Entries shown —
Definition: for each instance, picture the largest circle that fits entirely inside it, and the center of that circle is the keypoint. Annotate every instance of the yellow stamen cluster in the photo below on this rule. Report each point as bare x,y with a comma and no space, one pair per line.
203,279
---
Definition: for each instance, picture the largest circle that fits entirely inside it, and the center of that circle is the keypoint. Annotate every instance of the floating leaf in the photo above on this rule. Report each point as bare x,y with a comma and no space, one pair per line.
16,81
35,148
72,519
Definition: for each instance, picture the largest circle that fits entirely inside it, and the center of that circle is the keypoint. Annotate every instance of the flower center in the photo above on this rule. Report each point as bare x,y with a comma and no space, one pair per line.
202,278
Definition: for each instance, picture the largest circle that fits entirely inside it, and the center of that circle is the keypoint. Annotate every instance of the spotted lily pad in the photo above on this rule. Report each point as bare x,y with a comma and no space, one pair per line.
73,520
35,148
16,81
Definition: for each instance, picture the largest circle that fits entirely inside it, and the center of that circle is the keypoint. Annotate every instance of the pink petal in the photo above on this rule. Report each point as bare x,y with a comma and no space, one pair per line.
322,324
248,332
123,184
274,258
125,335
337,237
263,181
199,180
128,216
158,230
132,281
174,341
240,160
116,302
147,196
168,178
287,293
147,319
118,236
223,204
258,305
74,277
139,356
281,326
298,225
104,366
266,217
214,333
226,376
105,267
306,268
--
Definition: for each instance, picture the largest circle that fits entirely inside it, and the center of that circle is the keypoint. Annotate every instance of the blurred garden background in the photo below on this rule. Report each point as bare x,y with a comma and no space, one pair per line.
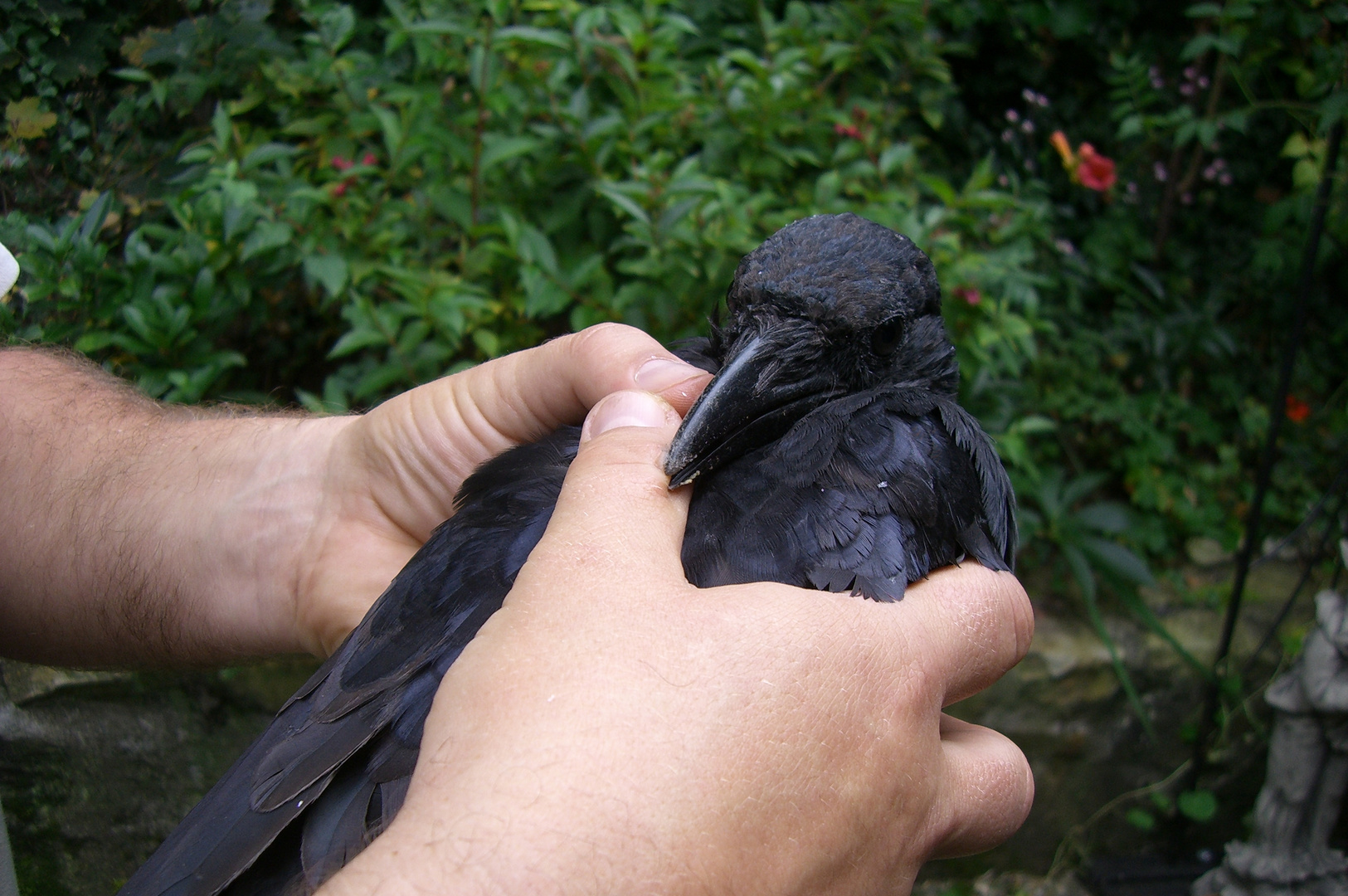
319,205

Exercise requirements — Pick out every line in the items above that contains the string "below", and copy each such line in full. Treat uppercase and lowercase letters as different.

Solution to the problem —
Definition: for each instance, picture the largest circle that fits entirely inside it, and the center of that circle is the keypoint. Annotate every instance of the yellow stamen cluster in the photo below on this rule. Report each point as bare x,y with a comma and no space, one pair per line.
Definition: for each instance, picture the largest circle that fits entirely inside it, and the center of that circle is the keypoint. Annotate every instance of the blurred garden background in the photo below on this rule. Report each point as bare x,y with a comma and no space, one pair per line.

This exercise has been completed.